(Short problem): Images should be left out, and everything else in the listing reproduced exactly.

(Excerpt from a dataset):
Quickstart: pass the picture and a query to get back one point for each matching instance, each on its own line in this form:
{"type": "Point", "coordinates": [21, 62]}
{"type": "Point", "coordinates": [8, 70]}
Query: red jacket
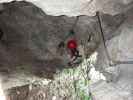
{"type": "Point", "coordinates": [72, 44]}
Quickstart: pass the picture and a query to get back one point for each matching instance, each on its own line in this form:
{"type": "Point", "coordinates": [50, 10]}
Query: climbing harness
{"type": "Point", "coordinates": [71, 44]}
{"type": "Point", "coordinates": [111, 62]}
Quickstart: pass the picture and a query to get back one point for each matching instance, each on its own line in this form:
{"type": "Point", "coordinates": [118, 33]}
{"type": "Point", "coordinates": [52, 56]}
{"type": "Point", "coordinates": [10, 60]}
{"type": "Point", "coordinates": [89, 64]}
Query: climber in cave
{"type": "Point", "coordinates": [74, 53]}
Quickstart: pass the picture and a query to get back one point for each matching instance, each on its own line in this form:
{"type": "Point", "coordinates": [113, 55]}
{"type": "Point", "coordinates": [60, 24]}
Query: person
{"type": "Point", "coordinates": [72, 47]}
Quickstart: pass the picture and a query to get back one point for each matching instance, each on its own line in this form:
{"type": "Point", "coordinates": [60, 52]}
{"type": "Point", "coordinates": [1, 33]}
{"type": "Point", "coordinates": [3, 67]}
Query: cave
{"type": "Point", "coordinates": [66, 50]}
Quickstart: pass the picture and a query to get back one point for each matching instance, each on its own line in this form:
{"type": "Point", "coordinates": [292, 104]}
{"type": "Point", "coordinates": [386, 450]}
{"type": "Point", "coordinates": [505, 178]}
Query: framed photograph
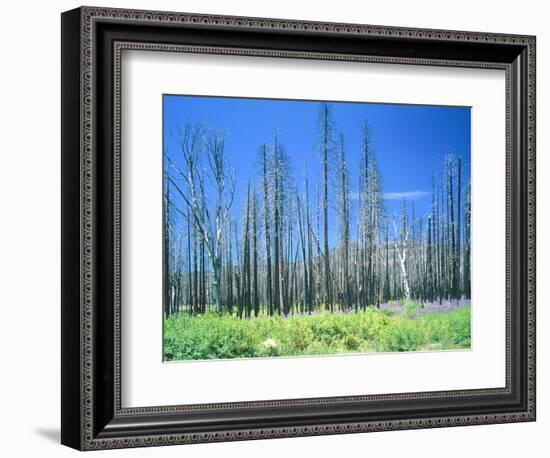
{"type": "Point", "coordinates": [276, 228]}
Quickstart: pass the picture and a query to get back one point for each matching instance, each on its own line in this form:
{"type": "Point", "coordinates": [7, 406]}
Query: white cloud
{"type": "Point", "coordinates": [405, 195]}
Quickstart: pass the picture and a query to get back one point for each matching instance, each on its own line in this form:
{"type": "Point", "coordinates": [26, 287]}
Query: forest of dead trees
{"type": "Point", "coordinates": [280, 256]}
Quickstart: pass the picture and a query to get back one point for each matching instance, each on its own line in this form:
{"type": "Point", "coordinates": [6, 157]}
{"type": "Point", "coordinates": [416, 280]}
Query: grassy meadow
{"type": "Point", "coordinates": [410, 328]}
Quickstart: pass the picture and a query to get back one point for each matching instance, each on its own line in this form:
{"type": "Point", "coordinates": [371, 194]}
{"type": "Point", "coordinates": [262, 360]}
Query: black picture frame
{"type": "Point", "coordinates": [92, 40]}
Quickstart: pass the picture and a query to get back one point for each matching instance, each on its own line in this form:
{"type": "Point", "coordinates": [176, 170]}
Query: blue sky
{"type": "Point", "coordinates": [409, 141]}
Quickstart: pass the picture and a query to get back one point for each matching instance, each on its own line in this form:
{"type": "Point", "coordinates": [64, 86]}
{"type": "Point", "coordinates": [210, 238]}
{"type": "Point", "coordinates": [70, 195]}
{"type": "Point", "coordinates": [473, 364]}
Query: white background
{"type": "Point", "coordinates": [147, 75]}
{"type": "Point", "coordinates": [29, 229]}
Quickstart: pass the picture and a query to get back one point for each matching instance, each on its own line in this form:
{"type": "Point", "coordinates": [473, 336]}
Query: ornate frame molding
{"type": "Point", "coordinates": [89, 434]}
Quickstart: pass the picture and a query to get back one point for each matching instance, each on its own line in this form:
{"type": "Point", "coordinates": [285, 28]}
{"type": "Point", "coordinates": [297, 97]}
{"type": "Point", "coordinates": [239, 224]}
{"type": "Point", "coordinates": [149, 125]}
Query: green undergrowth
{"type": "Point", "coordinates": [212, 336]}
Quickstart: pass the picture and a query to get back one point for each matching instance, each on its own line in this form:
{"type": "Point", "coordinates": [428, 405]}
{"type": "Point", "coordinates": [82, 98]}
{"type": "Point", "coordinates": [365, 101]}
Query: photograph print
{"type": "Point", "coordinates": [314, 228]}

(Exercise solution):
Quickstart: pass the picture and a query to get back one point for each matching instance, each on its own line in this form:
{"type": "Point", "coordinates": [21, 62]}
{"type": "Point", "coordinates": [8, 70]}
Query: red jacket
{"type": "Point", "coordinates": [72, 44]}
Quickstart: pass the picture and a query to get back one point for each matching instance, each on its own line in this form:
{"type": "Point", "coordinates": [50, 10]}
Query: climbing harness
{"type": "Point", "coordinates": [71, 44]}
{"type": "Point", "coordinates": [111, 62]}
Quickstart: pass the picture and a query to get back one point for each matching instance, each on its own line in this form:
{"type": "Point", "coordinates": [118, 33]}
{"type": "Point", "coordinates": [52, 56]}
{"type": "Point", "coordinates": [10, 60]}
{"type": "Point", "coordinates": [89, 64]}
Query: climber in cave
{"type": "Point", "coordinates": [74, 53]}
Quickstart: pass the picture and a query to get back one point for each matching instance, each on its own line in this form:
{"type": "Point", "coordinates": [113, 55]}
{"type": "Point", "coordinates": [60, 24]}
Query: person
{"type": "Point", "coordinates": [72, 47]}
Quickstart: pass the picture and a query to get back one point for each matching instance, each on its own line in this form:
{"type": "Point", "coordinates": [60, 52]}
{"type": "Point", "coordinates": [1, 33]}
{"type": "Point", "coordinates": [3, 67]}
Query: cave
{"type": "Point", "coordinates": [66, 50]}
Quickstart: pass the picture and a query to get back one point for each matching instance, each on its own line in this form:
{"type": "Point", "coordinates": [292, 104]}
{"type": "Point", "coordinates": [386, 450]}
{"type": "Point", "coordinates": [505, 178]}
Query: framed photograph
{"type": "Point", "coordinates": [276, 228]}
Quickstart: pass the picture and a query to get back one point for each matching instance, each on its own line in this form:
{"type": "Point", "coordinates": [7, 406]}
Query: white cloud
{"type": "Point", "coordinates": [405, 195]}
Quickstart: pass the picture and a query to get back one point for each matching instance, each on its own line in this form:
{"type": "Point", "coordinates": [26, 287]}
Query: forest of dead trees
{"type": "Point", "coordinates": [280, 256]}
Quickstart: pass the picture and a query to get back one point for each matching instance, each on its own line in this form:
{"type": "Point", "coordinates": [6, 157]}
{"type": "Point", "coordinates": [416, 280]}
Query: grassy meadow
{"type": "Point", "coordinates": [410, 328]}
Quickstart: pass the picture and a query to get back one point for each matching instance, each on its own line in this form:
{"type": "Point", "coordinates": [371, 194]}
{"type": "Point", "coordinates": [262, 360]}
Query: black picture frame
{"type": "Point", "coordinates": [92, 40]}
Quickstart: pass the picture and a query to get back one point for each matching instance, each on its own line in this form:
{"type": "Point", "coordinates": [176, 170]}
Query: blue sky
{"type": "Point", "coordinates": [409, 141]}
Quickstart: pass the picture and a query to get back one point for each matching instance, each on its own line in this form:
{"type": "Point", "coordinates": [64, 86]}
{"type": "Point", "coordinates": [210, 238]}
{"type": "Point", "coordinates": [70, 195]}
{"type": "Point", "coordinates": [473, 364]}
Query: white background
{"type": "Point", "coordinates": [147, 75]}
{"type": "Point", "coordinates": [29, 229]}
Quickstart: pass the picture and a query to get back one point for each matching instance, each on its own line in this form:
{"type": "Point", "coordinates": [473, 336]}
Query: ornate frame molding
{"type": "Point", "coordinates": [89, 434]}
Quickstart: pass the picture and a query to get back one point for each matching instance, each on its own line in this form:
{"type": "Point", "coordinates": [285, 28]}
{"type": "Point", "coordinates": [297, 97]}
{"type": "Point", "coordinates": [239, 224]}
{"type": "Point", "coordinates": [149, 125]}
Query: green undergrowth
{"type": "Point", "coordinates": [212, 336]}
Quickstart: pass the picture and a query to get back one point for each matching instance, each on its own line in this form:
{"type": "Point", "coordinates": [428, 405]}
{"type": "Point", "coordinates": [82, 98]}
{"type": "Point", "coordinates": [365, 101]}
Query: photograph print
{"type": "Point", "coordinates": [314, 228]}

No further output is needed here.